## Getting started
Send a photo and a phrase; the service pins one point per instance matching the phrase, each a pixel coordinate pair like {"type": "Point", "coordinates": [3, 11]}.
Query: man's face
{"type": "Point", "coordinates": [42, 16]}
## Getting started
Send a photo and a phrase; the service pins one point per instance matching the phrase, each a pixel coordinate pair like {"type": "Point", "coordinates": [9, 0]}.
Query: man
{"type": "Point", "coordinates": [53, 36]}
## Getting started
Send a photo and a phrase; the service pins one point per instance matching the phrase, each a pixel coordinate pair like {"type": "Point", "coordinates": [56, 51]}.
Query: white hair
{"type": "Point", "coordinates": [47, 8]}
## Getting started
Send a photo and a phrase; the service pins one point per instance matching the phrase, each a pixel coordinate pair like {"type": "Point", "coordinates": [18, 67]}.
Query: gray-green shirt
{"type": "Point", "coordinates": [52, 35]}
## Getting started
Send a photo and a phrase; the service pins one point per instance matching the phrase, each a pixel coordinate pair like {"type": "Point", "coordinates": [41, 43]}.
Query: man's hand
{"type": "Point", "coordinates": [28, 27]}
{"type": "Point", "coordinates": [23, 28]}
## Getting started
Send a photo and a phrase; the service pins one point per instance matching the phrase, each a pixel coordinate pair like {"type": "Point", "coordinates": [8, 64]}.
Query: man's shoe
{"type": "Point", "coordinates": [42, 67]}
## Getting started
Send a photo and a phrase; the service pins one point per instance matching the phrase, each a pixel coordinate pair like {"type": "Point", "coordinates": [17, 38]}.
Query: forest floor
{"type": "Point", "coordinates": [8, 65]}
==================================================
- **Work to complete**
Every entry needs to be copied again, word for word.

- **Written response**
## Getting started
Send a photo and a phrase; the service pins one point per instance matching the phrase, each a pixel coordinate pair like {"type": "Point", "coordinates": [3, 11]}.
Query: man's face
{"type": "Point", "coordinates": [42, 16]}
## Getting started
Send a photo and a phrase; the service pins one point per instance matching the phrase, each a pixel coordinate pair like {"type": "Point", "coordinates": [9, 0]}.
Query: man
{"type": "Point", "coordinates": [53, 36]}
## Getting started
Send a photo and a phrase; the service pins one point per instance matching the phrase, each a pixel coordinate pair like {"type": "Point", "coordinates": [56, 51]}.
Query: white hair
{"type": "Point", "coordinates": [47, 8]}
## Getting started
Send a photo and a phrase; the service pins one point per instance matching the phrase, each a pixel coordinate pair like {"type": "Point", "coordinates": [18, 67]}.
Query: gray-green shirt
{"type": "Point", "coordinates": [52, 35]}
## Getting started
Send a photo and a phrase; the service pins one point per instance matching the phrase, each a pixel coordinate pair like {"type": "Point", "coordinates": [41, 43]}.
Query: man's hand
{"type": "Point", "coordinates": [28, 27]}
{"type": "Point", "coordinates": [23, 28]}
## Getting started
Send a photo and a phrase; the service pins one point per instance matching the phrase, each a pixel coordinate pair like {"type": "Point", "coordinates": [8, 64]}.
Query: man's shoe
{"type": "Point", "coordinates": [42, 67]}
## Getting started
Send a photo and a phrase; the service pins one point per instance matching the phrase, each a pixel coordinate pair like {"type": "Point", "coordinates": [17, 38]}.
Query: forest floor
{"type": "Point", "coordinates": [8, 65]}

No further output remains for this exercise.